» YOUR INSTRUCTIONS:
Could you rewrite the lines of the listing below as a numbered list, starting at the line with "Would you mind pinning the paper" and running through the last line of the listing, both ends included and blank lines left out?

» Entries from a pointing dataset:

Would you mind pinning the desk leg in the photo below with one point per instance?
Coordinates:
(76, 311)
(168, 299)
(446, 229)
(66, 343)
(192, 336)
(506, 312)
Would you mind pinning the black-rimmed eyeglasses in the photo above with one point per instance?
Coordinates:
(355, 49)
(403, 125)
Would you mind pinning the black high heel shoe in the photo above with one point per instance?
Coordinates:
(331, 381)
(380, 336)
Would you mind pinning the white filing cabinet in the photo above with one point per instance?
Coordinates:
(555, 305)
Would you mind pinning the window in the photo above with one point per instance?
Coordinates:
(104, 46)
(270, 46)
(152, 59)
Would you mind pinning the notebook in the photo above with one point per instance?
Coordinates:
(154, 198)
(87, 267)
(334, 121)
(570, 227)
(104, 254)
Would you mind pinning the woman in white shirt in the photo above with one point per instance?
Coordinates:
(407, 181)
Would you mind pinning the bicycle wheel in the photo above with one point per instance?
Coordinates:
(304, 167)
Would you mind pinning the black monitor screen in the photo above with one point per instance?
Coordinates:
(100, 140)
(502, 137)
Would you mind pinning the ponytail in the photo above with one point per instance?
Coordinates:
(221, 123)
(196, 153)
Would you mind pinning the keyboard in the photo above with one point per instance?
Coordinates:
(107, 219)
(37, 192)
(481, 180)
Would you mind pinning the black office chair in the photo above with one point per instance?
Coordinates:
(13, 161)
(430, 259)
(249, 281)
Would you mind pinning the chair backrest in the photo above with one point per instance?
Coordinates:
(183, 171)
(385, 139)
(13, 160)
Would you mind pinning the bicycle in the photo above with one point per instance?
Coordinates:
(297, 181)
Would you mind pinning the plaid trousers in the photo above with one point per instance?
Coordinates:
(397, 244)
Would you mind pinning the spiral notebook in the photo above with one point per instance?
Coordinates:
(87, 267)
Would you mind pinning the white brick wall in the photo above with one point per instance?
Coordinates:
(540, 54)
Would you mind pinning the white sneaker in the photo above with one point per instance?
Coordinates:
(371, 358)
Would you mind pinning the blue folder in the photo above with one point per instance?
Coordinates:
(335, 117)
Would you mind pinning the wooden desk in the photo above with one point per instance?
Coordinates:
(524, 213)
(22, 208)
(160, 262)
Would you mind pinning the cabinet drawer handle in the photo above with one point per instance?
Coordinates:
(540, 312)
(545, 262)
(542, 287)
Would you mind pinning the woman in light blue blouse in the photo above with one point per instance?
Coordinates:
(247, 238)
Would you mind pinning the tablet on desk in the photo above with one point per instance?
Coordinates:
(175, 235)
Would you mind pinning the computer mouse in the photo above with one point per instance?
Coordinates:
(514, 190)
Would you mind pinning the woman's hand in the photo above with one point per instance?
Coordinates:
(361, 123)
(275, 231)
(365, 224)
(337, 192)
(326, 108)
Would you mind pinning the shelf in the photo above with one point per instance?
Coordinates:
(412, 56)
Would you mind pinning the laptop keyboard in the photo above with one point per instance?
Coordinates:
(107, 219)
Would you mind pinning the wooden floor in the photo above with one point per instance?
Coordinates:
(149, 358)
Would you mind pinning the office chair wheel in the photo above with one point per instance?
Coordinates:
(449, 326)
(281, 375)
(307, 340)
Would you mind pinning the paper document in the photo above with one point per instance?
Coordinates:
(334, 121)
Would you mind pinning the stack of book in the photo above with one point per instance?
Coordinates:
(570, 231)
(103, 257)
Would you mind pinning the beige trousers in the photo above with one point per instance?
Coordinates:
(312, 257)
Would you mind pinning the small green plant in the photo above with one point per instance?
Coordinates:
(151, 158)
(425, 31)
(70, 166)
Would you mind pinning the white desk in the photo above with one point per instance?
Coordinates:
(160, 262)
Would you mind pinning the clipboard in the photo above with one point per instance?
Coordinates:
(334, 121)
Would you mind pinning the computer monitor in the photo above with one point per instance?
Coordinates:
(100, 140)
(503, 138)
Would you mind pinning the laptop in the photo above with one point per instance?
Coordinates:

» SOLVED EXERCISE:
1. Would you mind pinning the paper document in the photo above with one point per instance?
2. Coordinates:
3. (334, 121)
4. Would you mind pinning the stack of book in the photo above with one point per instance?
5. Coordinates:
6. (570, 231)
7. (103, 257)
8. Would you mind pinning the beige trousers in the photo above with one point per instance?
9. Coordinates:
10. (312, 257)
11. Would you mind pinning the small green plant in the photo above with one point per instance?
12. Coordinates:
13. (151, 158)
14. (425, 31)
15. (70, 166)
16. Would you mind pinning the white desk in the photo above with one point per instance?
17. Coordinates:
18. (160, 262)
19. Would you mind pinning the clipboard in the photo above with one point per instance?
20. Coordinates:
21. (334, 121)
22. Would you mind pinning the computer monitor in the photo above with one point per instance?
23. Coordinates:
24. (100, 140)
25. (503, 138)
26. Would you mind pinning the laptop in the photo above with one point per instance?
27. Coordinates:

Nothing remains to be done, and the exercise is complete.